**Text provided**.

Re: 回复：回复：Re: Re: parquet performance

Wes McKinney Wed, 14 Mar 2018 17:04:32 -0700

Adding the mailing list back and adding the benchmark script

I notice one likely-serious problem: you are spawning num_columns *
num_row_groups threads all at once. Based on what you've described
about your data, that's ~300 threads simultaneously. I would recommend
setting the number of threads equal to the number of CPU cores and
reading the row groups serially to obtain best performance.


On Wed, Mar 14, 2018 at 4:22 PM, Wes McKinney <[email protected]> wrote:
> hi Jin Hai,
>
> The test data file is not provided -- do you have a benchmark case
> that also generates a file on disk?  Otherwise, I can generate a
> synthetic test dataset.
>
> By the way, I'm just planning to generate a FlameGraph from recorded
> perf data to see where time is being spent. You can do this too:
>
> https://github.com/brendangregg/FlameGraph
>
> - Wes
>
> On Wed, Mar 14, 2018 at 2:47 AM,  <[email protected]> wrote:
>> Hi Wes,
>>
>> Attached program is the benchmark program, would you please help check why
>> the performance is not good.

Records from a data source

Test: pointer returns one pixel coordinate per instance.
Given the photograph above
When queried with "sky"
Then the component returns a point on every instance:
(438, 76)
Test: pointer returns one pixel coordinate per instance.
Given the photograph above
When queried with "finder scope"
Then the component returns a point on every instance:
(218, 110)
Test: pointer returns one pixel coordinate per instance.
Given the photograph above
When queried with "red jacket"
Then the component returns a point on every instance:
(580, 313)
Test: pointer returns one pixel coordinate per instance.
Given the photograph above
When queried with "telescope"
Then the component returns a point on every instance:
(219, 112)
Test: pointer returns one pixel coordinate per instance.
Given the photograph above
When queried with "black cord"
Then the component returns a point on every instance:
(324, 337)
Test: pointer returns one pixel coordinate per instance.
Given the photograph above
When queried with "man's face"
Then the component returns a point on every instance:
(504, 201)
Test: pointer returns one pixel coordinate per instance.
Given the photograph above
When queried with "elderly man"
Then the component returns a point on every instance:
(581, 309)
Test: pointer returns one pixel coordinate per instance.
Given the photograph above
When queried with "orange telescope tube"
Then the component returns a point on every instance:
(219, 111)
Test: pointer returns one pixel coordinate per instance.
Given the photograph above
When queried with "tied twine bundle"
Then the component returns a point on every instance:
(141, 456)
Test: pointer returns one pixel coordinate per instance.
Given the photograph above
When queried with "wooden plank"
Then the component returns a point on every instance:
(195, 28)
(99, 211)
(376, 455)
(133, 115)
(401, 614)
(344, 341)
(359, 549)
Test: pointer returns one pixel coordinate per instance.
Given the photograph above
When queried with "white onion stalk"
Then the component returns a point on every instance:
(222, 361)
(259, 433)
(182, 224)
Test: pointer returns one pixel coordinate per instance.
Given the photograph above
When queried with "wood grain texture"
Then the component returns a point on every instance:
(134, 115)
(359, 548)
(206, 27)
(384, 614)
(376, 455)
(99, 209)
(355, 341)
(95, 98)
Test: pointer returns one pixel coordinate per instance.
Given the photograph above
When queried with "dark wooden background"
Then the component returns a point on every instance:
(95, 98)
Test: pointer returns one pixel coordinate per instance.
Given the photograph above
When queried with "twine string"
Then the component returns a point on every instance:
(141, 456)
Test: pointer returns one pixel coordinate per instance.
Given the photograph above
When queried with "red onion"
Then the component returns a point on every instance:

**To be done**.
[A] Retype the passage of the mailing list thread from "Wes McKinney Wed, 14" to "obtain best performance.".
[B] For each statement, say yes or no depending on whether the mailing list thread agrees with it, and quote the words that decide it: (i) Wes recommends setting the number of threads equal to the number of CPU cores. (ii) The test data file was provided along with the benchmark. (iii) Wes estimates that about 300 threads are being spawned at once.
[C] In the mailing list thread, what does Wes plan to generate from recorded perf data?
Work only from the mailing list thread, not the rows.

**Response list**.
[A]
Wes McKinney Wed, 14 Mar 2018 17:04:32 -0700

Adding the mailing list back and adding the benchmark script

I notice one likely-serious problem: you are spawning num_columns *
num_row_groups threads all at once. Based on what you've described
about your data, that's ~300 threads simultaneously. I would recommend
setting the number of threads equal to the number of CPU cores and
reading the row groups serially to obtain best performance.

[B]
(i) Yes: "I would recommend setting the number of threads equal to the number of CPU cores"
(ii) No: "The test data file is not provided"
(iii) Yes: "that's ~300 threads simultaneously"

[C] A FlameGraph.